[Photo-based referring expression data]
######
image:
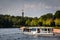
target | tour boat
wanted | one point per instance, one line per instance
(42, 31)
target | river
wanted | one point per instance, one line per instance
(15, 34)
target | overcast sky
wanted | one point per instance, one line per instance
(32, 8)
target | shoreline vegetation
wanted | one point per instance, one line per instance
(46, 20)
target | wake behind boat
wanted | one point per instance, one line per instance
(42, 31)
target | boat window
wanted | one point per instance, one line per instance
(33, 29)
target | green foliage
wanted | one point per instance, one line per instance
(57, 14)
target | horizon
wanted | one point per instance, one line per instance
(32, 8)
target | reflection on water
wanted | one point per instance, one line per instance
(15, 34)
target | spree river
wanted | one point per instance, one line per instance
(15, 34)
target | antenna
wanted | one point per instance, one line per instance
(22, 13)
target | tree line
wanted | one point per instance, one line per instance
(50, 20)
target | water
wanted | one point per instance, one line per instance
(15, 34)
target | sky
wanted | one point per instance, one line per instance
(32, 8)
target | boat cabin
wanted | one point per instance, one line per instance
(38, 29)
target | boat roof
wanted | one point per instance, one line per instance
(38, 27)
######
- REQUIRED WORK:
Please print every record exactly as written, without the pictures.

- TASK RESULT:
image:
target | tour boat
wanted | one point per instance, one line per instance
(42, 31)
target | river
wanted | one point per instance, one line per instance
(15, 34)
target | overcast sky
wanted | one point per instance, one line per instance
(32, 8)
target | shoreline vegetation
wanted | one point per instance, one line per instance
(46, 20)
target | wake behind boat
wanted | one point per instance, one line per instance
(42, 31)
target | boat window
wanted | one point per instance, one line per instance
(33, 29)
target | green foliage
wanted | one point per instance, one line per instance
(57, 14)
target | horizon
wanted | one point per instance, one line per instance
(32, 8)
target | reflection on water
wanted | one point per instance, one line per instance
(15, 34)
target | spree river
wanted | one point per instance, one line per instance
(15, 34)
target | antenna
wanted | one point per instance, one line per instance
(22, 13)
target | tree line
wanted | one point per instance, one line per instance
(50, 20)
target | water
wanted | one point per instance, one line per instance
(15, 34)
target | sky
wanted | one point per instance, one line per instance
(32, 8)
target | boat cabin
wanted | one point per instance, one line per instance
(38, 29)
target | boat roof
wanted | one point per instance, one line per instance
(38, 27)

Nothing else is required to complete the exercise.